## Provided material
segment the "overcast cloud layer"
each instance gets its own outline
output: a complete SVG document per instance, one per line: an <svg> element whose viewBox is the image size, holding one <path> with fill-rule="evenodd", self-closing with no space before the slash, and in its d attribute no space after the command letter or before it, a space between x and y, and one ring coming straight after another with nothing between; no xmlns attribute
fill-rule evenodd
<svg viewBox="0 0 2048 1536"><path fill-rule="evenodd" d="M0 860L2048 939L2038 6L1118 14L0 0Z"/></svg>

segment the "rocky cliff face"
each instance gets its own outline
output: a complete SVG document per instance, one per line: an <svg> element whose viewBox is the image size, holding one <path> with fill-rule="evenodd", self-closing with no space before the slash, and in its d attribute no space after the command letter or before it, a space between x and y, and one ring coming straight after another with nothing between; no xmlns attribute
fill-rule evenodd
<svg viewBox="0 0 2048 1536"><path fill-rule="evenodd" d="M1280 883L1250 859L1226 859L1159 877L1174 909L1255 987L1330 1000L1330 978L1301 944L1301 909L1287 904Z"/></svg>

## Task prompt
Scan the material above. Extract every line in which the word "segment" occurs.

## Task result
segment the "overcast cloud layer"
segment the "rocky cliff face"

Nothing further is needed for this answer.